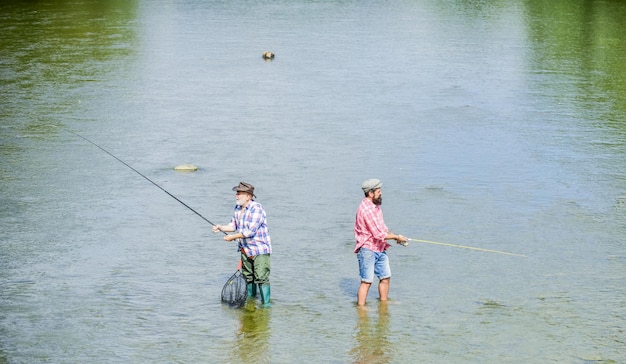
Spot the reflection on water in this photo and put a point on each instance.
(372, 335)
(253, 335)
(512, 112)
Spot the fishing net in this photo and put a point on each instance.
(235, 292)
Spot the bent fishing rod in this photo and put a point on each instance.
(139, 173)
(465, 247)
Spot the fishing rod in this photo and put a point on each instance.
(466, 247)
(139, 173)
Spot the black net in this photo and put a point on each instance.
(235, 292)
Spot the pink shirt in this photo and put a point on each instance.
(369, 228)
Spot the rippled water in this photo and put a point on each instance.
(493, 124)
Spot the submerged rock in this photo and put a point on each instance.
(186, 168)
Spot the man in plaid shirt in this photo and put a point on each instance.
(250, 227)
(371, 235)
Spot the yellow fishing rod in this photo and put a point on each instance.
(465, 247)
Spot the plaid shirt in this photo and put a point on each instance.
(251, 222)
(369, 228)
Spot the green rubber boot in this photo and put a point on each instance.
(251, 289)
(265, 294)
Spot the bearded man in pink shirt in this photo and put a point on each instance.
(371, 235)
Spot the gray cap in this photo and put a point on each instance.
(371, 184)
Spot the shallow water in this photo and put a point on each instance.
(493, 124)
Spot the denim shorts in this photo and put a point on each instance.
(373, 263)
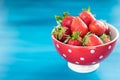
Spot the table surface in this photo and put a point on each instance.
(26, 48)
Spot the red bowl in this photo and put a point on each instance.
(87, 55)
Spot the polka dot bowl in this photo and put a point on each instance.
(86, 58)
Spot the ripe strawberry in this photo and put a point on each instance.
(60, 18)
(97, 27)
(75, 39)
(87, 16)
(91, 40)
(79, 26)
(66, 22)
(105, 38)
(107, 29)
(61, 33)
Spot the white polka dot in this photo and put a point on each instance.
(101, 57)
(64, 55)
(69, 50)
(82, 58)
(109, 47)
(92, 51)
(76, 62)
(57, 46)
(93, 62)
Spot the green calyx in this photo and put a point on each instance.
(60, 18)
(76, 35)
(59, 31)
(103, 37)
(85, 39)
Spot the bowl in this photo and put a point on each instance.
(86, 59)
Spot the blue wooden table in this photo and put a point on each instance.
(26, 48)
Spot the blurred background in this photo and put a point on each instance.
(26, 48)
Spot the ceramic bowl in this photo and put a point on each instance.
(86, 59)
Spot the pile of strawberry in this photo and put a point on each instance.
(82, 30)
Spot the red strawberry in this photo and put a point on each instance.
(79, 26)
(61, 33)
(91, 40)
(107, 29)
(87, 16)
(105, 38)
(76, 39)
(97, 27)
(66, 22)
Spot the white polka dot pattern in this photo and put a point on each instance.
(57, 46)
(82, 58)
(93, 62)
(92, 51)
(64, 55)
(109, 47)
(101, 57)
(69, 50)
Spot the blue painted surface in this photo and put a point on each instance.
(26, 48)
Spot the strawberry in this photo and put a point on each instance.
(66, 22)
(61, 33)
(87, 16)
(97, 27)
(107, 29)
(79, 26)
(105, 38)
(60, 18)
(75, 39)
(91, 40)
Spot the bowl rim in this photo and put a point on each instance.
(115, 39)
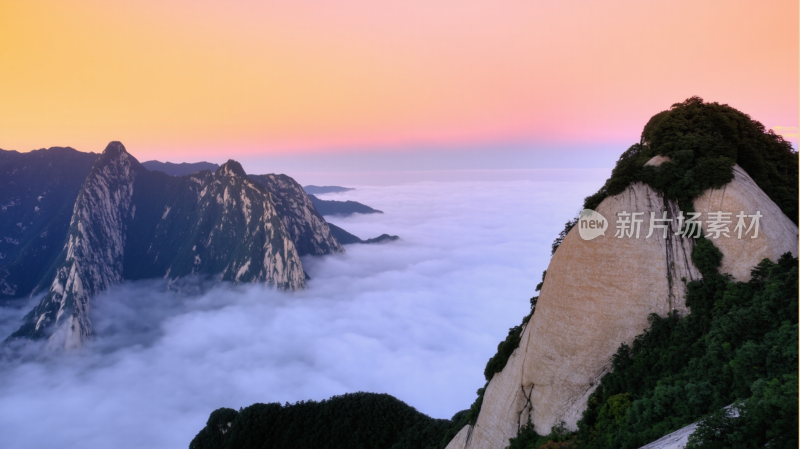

### What to work on:
Count the lines in the data above that contain the word "fishing" and reply with that number alone.

### Finished task:
4